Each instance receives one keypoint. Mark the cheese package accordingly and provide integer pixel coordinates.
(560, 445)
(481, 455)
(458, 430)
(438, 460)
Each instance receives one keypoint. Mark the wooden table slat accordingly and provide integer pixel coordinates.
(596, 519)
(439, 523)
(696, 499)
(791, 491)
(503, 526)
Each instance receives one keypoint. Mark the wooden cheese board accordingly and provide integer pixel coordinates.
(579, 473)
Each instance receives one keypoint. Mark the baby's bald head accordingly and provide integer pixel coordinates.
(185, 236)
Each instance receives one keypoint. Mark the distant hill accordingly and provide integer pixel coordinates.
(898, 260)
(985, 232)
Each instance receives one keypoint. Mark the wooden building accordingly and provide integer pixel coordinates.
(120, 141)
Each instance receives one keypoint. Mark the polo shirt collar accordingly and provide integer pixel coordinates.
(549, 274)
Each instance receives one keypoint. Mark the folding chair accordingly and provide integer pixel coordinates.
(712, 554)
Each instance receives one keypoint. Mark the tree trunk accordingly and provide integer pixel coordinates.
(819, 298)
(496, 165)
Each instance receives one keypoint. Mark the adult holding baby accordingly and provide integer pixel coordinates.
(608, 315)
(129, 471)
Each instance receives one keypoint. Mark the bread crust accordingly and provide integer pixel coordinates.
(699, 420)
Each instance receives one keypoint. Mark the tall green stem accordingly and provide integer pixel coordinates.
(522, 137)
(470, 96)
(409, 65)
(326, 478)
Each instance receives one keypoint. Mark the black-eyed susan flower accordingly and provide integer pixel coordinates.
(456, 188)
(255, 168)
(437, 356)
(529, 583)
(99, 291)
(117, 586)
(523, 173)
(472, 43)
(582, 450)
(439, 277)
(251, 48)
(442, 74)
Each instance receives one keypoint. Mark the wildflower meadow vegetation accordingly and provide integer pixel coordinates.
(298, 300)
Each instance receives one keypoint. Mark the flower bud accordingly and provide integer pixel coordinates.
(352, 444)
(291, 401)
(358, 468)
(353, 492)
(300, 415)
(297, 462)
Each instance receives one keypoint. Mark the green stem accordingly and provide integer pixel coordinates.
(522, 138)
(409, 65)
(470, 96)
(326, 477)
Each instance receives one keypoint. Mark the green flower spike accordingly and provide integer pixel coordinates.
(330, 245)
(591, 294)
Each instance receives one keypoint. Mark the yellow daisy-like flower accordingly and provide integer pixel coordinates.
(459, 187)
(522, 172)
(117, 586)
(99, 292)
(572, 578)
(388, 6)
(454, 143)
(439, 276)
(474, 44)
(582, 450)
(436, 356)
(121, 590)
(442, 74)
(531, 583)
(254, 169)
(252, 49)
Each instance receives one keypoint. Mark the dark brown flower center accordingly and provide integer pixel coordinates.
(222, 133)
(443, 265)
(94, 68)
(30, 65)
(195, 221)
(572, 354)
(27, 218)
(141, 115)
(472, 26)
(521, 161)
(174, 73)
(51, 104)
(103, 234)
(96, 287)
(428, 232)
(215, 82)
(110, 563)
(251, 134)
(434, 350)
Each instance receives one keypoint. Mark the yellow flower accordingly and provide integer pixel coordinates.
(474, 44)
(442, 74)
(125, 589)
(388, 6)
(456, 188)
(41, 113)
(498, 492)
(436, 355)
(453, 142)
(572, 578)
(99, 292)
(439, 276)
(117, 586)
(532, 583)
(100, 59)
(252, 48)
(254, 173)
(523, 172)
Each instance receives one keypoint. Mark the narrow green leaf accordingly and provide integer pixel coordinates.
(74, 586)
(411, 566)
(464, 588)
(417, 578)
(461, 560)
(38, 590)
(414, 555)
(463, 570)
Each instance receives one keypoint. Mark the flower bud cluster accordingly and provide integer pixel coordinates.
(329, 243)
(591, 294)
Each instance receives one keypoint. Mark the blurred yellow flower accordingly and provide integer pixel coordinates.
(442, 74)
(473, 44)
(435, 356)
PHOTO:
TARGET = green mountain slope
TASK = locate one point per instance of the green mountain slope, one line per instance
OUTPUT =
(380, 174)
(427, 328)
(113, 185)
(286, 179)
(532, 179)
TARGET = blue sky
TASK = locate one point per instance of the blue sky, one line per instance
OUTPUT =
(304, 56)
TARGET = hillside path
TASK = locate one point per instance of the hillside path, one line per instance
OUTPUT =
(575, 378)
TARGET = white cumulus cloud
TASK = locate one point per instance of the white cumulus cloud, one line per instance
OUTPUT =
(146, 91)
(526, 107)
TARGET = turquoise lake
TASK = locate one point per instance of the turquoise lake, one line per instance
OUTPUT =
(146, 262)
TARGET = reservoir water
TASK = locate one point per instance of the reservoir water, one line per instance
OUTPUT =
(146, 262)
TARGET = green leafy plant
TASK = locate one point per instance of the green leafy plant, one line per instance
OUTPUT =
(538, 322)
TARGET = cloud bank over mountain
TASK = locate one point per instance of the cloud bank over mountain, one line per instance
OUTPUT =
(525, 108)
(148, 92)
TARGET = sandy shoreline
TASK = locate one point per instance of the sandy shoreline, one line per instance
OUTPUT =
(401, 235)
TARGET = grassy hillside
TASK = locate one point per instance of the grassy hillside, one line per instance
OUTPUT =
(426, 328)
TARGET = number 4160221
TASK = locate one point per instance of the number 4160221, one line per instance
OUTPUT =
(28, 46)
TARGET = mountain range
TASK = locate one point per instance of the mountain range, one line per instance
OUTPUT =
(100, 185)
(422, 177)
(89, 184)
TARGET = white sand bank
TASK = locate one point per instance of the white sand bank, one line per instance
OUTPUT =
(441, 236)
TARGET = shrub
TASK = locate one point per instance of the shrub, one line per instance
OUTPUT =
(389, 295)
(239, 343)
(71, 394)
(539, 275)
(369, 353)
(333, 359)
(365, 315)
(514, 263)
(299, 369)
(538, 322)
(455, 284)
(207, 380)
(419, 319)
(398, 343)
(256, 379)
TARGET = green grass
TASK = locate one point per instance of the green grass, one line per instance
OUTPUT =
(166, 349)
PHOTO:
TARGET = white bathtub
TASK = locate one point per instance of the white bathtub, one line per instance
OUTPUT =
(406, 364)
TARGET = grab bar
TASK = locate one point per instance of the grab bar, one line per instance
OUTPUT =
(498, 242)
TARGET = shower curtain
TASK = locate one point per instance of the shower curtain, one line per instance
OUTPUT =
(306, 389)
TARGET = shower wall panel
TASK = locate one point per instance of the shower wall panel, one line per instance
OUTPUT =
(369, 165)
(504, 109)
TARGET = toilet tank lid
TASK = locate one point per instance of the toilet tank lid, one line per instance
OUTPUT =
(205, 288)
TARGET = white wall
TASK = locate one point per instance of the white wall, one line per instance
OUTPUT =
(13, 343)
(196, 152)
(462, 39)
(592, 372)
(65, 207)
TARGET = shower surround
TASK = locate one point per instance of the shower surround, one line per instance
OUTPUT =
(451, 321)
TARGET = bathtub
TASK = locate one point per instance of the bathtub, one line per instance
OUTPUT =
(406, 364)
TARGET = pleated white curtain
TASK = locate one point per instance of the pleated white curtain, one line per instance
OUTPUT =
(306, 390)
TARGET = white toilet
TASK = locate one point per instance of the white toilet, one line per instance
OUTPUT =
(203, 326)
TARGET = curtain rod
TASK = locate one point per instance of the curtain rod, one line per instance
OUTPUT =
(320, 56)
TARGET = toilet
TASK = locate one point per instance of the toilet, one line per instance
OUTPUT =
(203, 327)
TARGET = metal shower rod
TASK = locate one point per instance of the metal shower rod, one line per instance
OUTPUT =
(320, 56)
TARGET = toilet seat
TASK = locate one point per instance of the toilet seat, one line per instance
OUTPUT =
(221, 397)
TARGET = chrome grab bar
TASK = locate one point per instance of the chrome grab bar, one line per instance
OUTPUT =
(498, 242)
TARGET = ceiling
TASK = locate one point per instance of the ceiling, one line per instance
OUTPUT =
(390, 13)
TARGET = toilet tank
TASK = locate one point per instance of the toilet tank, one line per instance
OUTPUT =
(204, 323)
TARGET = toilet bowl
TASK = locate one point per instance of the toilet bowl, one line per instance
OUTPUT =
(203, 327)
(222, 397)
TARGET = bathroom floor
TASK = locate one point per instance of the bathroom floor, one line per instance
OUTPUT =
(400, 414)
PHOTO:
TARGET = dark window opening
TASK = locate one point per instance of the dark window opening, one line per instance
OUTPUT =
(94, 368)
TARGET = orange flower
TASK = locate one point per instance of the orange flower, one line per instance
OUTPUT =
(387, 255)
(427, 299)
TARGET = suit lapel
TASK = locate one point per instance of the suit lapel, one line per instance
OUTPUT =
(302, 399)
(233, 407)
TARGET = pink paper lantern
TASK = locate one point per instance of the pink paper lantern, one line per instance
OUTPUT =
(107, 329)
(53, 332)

________________

Take the line holding "TARGET = ceiling" and all lines after it through the end of the data, and set them down exactly.

TARGET = ceiling
TASK = locate one point per instance of the ceiling, one line per instance
OUTPUT =
(390, 13)
TARGET = toilet tank
TASK = locate one point per instance of the toilet tank, one line per instance
OUTPUT =
(204, 323)
TARGET = toilet bowl
TASK = locate one point per instance of the toilet bowl, one line per instance
OUTPUT =
(203, 327)
(222, 397)
TARGET = bathroom floor
TASK = locate one point per instance of the bathroom floor, one line per instance
OUTPUT =
(400, 414)
PHOTO:
TARGET = dark window opening
TASK = locate one point per instance of the dark window opening, one line per instance
OUTPUT =
(94, 368)
TARGET = orange flower
TASK = locate one point per instance of the orange flower, one line per instance
OUTPUT =
(387, 255)
(427, 299)
TARGET = suit lapel
TASK = locate one point per instance of the suit lapel, one line per instance
OUTPUT =
(302, 399)
(233, 407)
TARGET = pink paper lantern
TASK = locate one point per instance of the pink paper lantern, one line per instance
OUTPUT =
(107, 329)
(53, 332)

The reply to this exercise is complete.